**EXERCISE**
Repeat all entries exactly.

━━━━━━━━━━━━━━━━━━━━

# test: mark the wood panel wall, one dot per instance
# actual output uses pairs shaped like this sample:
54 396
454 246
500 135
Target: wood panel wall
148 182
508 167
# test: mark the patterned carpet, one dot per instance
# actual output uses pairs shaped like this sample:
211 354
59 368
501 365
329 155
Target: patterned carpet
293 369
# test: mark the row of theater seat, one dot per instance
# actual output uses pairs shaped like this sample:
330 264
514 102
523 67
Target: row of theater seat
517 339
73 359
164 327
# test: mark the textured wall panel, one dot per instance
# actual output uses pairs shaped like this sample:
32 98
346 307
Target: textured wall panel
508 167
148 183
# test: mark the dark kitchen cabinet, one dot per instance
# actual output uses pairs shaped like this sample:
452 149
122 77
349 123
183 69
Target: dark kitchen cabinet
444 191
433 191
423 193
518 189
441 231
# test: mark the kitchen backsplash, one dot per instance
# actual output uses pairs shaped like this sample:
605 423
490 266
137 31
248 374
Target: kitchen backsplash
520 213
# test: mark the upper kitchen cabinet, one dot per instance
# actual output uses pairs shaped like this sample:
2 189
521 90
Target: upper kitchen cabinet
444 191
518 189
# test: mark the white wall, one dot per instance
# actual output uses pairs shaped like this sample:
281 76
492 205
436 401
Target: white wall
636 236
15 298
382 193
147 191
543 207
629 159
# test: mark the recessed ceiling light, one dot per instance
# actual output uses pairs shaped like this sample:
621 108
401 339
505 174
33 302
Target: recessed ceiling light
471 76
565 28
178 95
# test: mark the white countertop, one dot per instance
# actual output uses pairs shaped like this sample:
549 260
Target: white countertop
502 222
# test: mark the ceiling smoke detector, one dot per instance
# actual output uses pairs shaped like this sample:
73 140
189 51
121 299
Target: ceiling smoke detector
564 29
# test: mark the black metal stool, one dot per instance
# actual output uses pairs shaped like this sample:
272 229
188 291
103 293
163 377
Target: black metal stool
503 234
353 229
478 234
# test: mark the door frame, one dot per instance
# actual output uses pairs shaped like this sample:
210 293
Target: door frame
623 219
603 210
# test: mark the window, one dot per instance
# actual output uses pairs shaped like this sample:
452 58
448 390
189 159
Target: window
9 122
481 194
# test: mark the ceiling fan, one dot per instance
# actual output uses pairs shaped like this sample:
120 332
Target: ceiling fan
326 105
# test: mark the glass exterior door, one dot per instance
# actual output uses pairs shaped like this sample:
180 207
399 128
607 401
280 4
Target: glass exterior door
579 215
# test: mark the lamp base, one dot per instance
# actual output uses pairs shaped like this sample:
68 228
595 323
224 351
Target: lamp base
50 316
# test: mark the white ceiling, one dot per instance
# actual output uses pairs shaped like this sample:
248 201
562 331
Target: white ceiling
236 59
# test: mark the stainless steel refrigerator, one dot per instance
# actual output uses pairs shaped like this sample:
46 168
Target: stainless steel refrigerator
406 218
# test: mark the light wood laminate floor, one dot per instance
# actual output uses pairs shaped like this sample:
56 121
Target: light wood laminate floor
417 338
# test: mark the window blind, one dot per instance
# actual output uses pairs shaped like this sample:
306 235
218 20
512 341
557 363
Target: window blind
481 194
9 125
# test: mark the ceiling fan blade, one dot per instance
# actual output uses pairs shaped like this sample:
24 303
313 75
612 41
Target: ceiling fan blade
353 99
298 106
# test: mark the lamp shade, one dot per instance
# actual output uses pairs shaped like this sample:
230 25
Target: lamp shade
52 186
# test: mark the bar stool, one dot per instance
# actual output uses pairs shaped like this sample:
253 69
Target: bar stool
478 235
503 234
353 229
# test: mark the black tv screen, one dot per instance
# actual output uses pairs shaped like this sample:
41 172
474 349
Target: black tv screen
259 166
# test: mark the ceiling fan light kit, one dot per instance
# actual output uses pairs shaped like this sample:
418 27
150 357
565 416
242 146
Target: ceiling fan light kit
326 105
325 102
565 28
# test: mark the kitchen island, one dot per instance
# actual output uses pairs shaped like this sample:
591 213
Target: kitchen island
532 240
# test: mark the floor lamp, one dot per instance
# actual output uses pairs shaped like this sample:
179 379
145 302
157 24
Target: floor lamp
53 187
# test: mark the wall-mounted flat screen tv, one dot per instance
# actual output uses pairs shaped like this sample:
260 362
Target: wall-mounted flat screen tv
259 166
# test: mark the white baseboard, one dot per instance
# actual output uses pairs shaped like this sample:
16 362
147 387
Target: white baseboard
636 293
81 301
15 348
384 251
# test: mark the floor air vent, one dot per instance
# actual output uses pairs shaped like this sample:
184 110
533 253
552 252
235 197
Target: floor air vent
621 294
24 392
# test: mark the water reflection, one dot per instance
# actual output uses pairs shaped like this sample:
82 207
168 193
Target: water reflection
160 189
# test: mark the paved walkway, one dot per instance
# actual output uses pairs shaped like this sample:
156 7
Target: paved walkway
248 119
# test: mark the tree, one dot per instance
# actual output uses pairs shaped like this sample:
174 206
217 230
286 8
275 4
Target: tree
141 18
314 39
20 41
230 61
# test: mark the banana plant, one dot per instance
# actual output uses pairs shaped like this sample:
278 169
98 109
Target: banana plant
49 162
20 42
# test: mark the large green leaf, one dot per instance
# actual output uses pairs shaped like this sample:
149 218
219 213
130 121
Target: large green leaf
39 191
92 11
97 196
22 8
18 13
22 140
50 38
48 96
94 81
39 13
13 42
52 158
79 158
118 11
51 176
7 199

━━━━━━━━━━━━━━━━━━━━

**REPLY**
# test: mark the wood panel wall, one dot per instance
# actual output uses pairs shaped like this sample:
54 396
454 246
500 135
Target: wood panel wall
148 182
508 167
# test: mark the patterned carpet, one dot per instance
# actual output uses pairs shaped like this sample:
211 354
59 368
501 365
329 155
Target: patterned carpet
293 369
# test: mark the row of theater seat, one dot per instance
# actual output uses pairs shaped like this sample:
330 264
514 102
523 67
Target: row of theater seat
517 339
73 359
164 327
# test: mark the textured wall panel, one dot per instance
# actual output uses pairs shaped like this sample:
32 98
346 307
Target: textured wall panel
508 167
148 183
# test: mark the dark kitchen cabinet, one dot per instance
# actual output uses pairs shaped like this sample:
452 149
122 77
349 123
183 69
Target: dark kitchen cabinet
444 191
433 191
423 193
518 189
441 231
# test: mark the kitchen backsplash, one dot per instance
# actual output uses pairs shaped like this sample:
605 423
490 266
137 31
248 374
Target: kitchen backsplash
520 213
# test: mark the upper kitchen cabinet, one dot per instance
# actual output uses pairs shaped like this sample:
2 189
521 90
Target: upper kitchen cabinet
444 191
518 189
# test: mark the white wall, one dot per instance
# actual output uses pairs shaped like this sample:
281 76
492 205
436 401
Target: white wall
636 236
15 298
382 193
147 191
543 207
629 159
# test: mark the recessed ceiling light, one dot per instance
# actual output uses pairs shaped like this sample:
621 108
401 339
505 174
33 302
Target: recessed ceiling light
471 76
565 28
178 95
# test: mark the white countertop, one dot per instance
# actual output uses pairs shaped like this sample:
549 260
Target: white countertop
502 222
# test: mark the ceiling smoke detector, one dot per instance
# actual output uses pairs shaped like this sample:
73 140
189 51
121 299
Target: ceiling smoke detector
564 29
# test: mark the black metal stool, one dot per instance
# actual output uses pairs shaped like this sample:
272 229
188 291
103 293
163 377
Target: black metal stool
503 234
353 229
478 234
# test: mark the door frame, one dot per instance
# actual output uses pairs shaped like this sample:
210 293
Target: door frame
623 219
603 210
# test: mark the window, one dot per instance
# actual output uses pairs shaped like this sample:
452 58
448 390
189 159
Target: window
9 122
481 194
# test: mark the ceiling fan, one dot per instance
# actual output uses pairs shaped like this sample:
120 332
Target: ceiling fan
326 105
# test: mark the glass exterior door, one dot per instance
# actual output uses pairs shaped like this sample:
180 207
399 128
607 401
280 4
Target: glass exterior door
579 215
# test: mark the lamp base, one dot per instance
# actual output uses pairs shaped like this sample:
68 228
595 323
224 351
Target: lamp base
50 316
# test: mark the white ceiling, one dot per instance
# actual output uses pairs shaped like this sample:
248 201
562 331
Target: white ceiling
236 59
# test: mark the stainless steel refrigerator, one dot per instance
# actual output uses pairs shaped like this sample:
46 168
Target: stainless steel refrigerator
406 218
# test: mark the light wood laminate floor, one dot per instance
# actual output uses pairs shaped like this sample:
56 121
Target: light wood laminate floor
417 338
# test: mark the window blind, one dot per instance
# actual output uses pairs shaped like this sample:
306 235
218 20
512 341
557 363
Target: window blind
481 194
9 125
# test: mark the ceiling fan blade, one dot per instance
# actual output uses pairs shaped like this sample:
24 303
313 75
612 41
Target: ceiling fan blade
353 99
298 106
# test: mark the lamp shade, one dot per instance
# actual output uses pairs shaped like this sample:
230 25
Target: lamp shade
52 186
# test: mark the bar stool, one dot per instance
# actual output uses pairs shaped like this sample:
253 69
Target: bar stool
478 235
503 234
353 229
# test: mark the black tv screen, one dot per instance
# actual output uses pairs shaped like this sample:
41 172
474 349
Target: black tv screen
259 166
# test: mark the ceiling fan light kit, one dot per instance
# actual output uses pairs shaped like this sample:
418 27
150 357
565 416
242 146
Target: ceiling fan light kit
326 105
325 102
565 28
# test: mark the kitchen island, one dot per instance
# actual output uses pairs shaped like this sample:
591 213
Target: kitchen island
532 240
# test: mark the floor lamp, one dot per instance
# actual output uses pairs shaped like this sample:
179 379
145 302
157 24
Target: floor lamp
53 187
# test: mark the wall-mounted flat screen tv, one dot per instance
# actual output uses pairs shaped like this sample:
260 362
Target: wall-mounted flat screen tv
259 166
# test: mark the white baseboard, one dot per instance
# actual output uses pairs shaped like this sample:
16 362
147 387
Target: white baseboard
636 293
81 301
15 348
384 251
# test: mark the floor air vent, one dot per instance
# actual output uses pairs shaped like this sample:
184 110
533 253
552 252
235 197
Target: floor air vent
621 294
24 392
# test: mark the water reflection, one dot per instance
# actual output uses pairs shaped like this sample:
82 207
168 193
Target: water reflection
160 189
# test: mark the paved walkway, one dot per instance
# actual output uses pairs shaped like this sample:
156 7
Target: paved walkway
248 119
# test: mark the tree, one dot per instance
# actual output uses pairs shaped like this sample:
174 206
217 230
286 8
275 4
Target: tree
141 18
314 39
20 41
230 61
# test: mark the banana plant, one dot per instance
# actual output uses pairs shaped like this sample:
278 169
98 109
Target: banana plant
49 162
20 42
# test: mark the large green leaf, one dot per instance
# actual output uses pairs shaped like this sample:
149 218
219 213
130 121
Target: large green leaf
39 191
92 11
97 196
22 8
18 13
22 140
50 38
48 96
94 81
39 13
13 42
52 158
79 158
118 11
51 176
7 199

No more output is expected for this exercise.